_DESCRIPTION OF THE TASK_: Your answer should consist of the lines in the following data that contain "apron".

╭─ DATA PROVIDED

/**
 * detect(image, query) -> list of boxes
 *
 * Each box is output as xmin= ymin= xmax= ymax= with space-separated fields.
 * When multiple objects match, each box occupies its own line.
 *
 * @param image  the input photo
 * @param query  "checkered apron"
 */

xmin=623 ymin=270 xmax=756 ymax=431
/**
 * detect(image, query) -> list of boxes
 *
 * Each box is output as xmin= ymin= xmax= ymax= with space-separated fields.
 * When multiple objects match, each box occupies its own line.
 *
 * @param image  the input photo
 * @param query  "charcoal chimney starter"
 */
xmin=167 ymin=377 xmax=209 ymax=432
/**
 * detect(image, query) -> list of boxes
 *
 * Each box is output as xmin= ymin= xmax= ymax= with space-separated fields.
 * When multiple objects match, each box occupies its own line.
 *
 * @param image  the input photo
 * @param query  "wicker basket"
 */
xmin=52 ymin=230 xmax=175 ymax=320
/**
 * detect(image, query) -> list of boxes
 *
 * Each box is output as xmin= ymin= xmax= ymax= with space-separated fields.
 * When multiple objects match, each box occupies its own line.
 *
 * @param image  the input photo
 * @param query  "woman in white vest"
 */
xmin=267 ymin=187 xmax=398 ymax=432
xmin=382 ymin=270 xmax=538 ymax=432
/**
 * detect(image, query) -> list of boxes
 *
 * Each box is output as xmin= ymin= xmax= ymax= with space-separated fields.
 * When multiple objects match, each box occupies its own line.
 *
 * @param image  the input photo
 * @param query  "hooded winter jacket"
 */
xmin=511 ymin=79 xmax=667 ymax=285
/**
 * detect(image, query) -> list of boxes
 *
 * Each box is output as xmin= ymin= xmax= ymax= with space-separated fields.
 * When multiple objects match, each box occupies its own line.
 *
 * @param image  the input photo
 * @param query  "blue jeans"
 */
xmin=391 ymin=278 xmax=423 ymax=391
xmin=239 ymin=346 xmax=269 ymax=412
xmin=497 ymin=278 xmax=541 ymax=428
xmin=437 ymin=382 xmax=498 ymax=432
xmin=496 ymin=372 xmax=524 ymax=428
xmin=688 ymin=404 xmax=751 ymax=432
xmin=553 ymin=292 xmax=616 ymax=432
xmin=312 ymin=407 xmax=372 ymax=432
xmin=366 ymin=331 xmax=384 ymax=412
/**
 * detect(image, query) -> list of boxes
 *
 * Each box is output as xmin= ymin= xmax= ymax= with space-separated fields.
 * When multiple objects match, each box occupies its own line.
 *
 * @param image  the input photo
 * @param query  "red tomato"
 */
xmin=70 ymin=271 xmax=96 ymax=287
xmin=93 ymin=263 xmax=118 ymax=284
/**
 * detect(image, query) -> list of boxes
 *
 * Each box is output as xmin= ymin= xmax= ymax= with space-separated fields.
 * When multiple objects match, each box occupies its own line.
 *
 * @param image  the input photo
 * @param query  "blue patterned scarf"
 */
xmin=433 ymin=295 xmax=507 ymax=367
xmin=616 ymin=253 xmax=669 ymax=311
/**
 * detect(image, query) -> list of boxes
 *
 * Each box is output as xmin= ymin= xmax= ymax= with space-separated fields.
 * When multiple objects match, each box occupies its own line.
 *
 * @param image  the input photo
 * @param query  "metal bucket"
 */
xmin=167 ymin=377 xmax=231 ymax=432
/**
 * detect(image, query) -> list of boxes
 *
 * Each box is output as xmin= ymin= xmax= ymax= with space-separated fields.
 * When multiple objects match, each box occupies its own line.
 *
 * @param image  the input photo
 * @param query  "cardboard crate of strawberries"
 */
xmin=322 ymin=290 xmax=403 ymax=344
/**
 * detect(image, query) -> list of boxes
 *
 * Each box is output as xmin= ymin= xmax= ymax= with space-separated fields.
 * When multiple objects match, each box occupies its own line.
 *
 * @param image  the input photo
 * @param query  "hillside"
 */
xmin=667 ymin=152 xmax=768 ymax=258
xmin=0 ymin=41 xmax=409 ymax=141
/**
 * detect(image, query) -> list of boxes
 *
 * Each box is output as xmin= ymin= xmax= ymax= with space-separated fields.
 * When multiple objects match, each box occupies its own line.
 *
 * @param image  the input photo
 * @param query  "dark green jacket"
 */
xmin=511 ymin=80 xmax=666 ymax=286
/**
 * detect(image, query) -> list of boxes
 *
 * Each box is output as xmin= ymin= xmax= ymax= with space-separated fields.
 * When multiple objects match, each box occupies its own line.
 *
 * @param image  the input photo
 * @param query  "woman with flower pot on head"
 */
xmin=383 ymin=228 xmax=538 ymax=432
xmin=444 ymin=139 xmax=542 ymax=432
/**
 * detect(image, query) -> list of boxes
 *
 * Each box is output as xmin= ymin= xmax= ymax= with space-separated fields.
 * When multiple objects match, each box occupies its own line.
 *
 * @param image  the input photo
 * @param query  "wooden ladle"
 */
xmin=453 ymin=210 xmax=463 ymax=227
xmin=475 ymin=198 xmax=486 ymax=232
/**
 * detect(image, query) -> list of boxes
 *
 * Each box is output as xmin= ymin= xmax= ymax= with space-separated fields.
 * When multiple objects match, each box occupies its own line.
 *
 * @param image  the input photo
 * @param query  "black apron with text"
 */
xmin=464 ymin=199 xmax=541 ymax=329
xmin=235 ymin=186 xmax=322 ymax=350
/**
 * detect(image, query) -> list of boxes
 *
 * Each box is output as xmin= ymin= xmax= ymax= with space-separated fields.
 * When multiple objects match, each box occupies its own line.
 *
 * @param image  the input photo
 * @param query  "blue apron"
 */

╰─

_EXERCISE SOLUTION_:
 * @param query  "checkered apron"
 * @param query  "black apron with text"
 * @param query  "blue apron"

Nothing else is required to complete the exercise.